(Data items)

________________

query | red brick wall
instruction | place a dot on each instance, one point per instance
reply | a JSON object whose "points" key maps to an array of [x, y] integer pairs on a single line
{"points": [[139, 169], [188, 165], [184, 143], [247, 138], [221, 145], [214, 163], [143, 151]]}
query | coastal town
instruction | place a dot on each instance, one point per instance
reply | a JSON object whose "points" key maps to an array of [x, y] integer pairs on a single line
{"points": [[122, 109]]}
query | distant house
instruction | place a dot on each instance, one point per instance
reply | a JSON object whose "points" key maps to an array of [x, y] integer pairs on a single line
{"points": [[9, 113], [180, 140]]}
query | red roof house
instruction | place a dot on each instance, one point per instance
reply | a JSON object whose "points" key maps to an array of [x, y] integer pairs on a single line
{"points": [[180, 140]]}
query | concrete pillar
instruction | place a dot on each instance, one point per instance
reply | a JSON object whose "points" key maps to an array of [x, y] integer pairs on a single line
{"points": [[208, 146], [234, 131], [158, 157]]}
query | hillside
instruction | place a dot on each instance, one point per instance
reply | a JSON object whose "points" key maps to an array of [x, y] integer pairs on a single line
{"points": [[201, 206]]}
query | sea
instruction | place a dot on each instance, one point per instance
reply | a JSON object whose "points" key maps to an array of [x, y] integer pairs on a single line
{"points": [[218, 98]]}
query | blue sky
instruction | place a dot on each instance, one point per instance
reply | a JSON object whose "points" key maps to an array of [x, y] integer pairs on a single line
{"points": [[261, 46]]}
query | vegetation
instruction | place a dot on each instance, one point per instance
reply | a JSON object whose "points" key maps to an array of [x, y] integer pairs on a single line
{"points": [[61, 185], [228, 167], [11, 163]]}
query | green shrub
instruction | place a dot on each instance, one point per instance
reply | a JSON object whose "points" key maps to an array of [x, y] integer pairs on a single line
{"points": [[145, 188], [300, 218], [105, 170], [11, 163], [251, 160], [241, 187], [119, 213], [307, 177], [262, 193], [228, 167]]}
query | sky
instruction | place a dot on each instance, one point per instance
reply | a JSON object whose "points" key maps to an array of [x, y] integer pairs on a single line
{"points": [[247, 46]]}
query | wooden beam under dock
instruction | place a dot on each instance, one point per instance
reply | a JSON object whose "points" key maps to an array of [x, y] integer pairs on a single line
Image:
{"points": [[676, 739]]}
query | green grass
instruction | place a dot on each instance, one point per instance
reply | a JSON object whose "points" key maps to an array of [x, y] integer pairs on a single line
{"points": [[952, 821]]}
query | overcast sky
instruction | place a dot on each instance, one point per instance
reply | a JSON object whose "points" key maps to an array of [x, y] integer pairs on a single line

________________

WHAT IS BEING ASKED —
Reproduce each entry word for word.

ANSWER SPACE —
query | red brick wall
instruction | place a dot on each instance, one point per instance
reply | a JSON object whose "points" key maps to an array of [x, y] integer pairs on a single line
{"points": [[139, 169], [188, 165], [184, 143], [247, 138], [221, 145], [214, 163], [143, 151]]}
query | coastal town
instruction | place a dot on each instance, one point per instance
reply | a JSON object whose "points" key maps to an array of [x, y] integer pairs on a single line
{"points": [[122, 109]]}
query | distant house
instruction | place a dot on each instance, one point per instance
reply | a JSON object whose "points" key maps to an array of [x, y] integer pairs on a single line
{"points": [[9, 113], [180, 140]]}
query | red roof house
instruction | place a dot on each instance, one point per instance
reply | a JSON object whose "points" key maps to an array of [x, y] integer pairs on a single line
{"points": [[180, 140]]}
query | concrete pillar
instruction | place a dot on each instance, one point per instance
reply | a JSON object whose "points" key maps to an array of [x, y] integer pairs on a single line
{"points": [[208, 146], [234, 131], [158, 157]]}
query | hillside
instruction | place a dot on each instance, one point per instance
reply | a JSON object whose "points" key maps to an array of [x, y] integer pairs on a single line
{"points": [[201, 206]]}
query | sea
instruction | place a dot on each instance, one point per instance
reply | a JSON object whose "points" key maps to an array of [x, y] integer pairs on a single line
{"points": [[218, 98]]}
query | blue sky
instruction | place a dot on each instance, one point per instance
reply | a JSON object whose "points" key maps to an array of [x, y] integer pairs on a single line
{"points": [[261, 46]]}
query | vegetation
instruction | place a dot on each instance, one point per instance
reply | a JSON object whose "points" key maps to an array of [x, y] integer pairs on a single line
{"points": [[61, 185], [228, 167], [11, 163]]}
query | green shrub
instruction | place a dot on each instance, one point per instance
reply | a JSON object whose "points" key maps to an array of [x, y] integer pairs on a single line
{"points": [[145, 188], [300, 218], [105, 170], [11, 163], [251, 160], [241, 187], [119, 213], [307, 177], [262, 193], [228, 167]]}
query | sky
instruction | place a dot on each instance, one point per instance
reply | a JSON object whose "points" key maps to an array of [x, y] integer pairs on a single line
{"points": [[247, 46]]}
query | wooden beam under dock
instruction | place a dot on each instance, one point per instance
reply | a JSON object whose "points" key maps to an array of [x, y] integer pairs on a single line
Image:
{"points": [[676, 739]]}
query | green grass
instruction | place a dot on each instance, one point per instance
reply | a JSON object whose "points" key maps to an array of [x, y] integer pairs on a single line
{"points": [[952, 821]]}
query | overcast sky
instruction | place a dot on each instance, one point per instance
reply | a JSON object whose "points" key maps to an array of [x, y] integer pairs on a single line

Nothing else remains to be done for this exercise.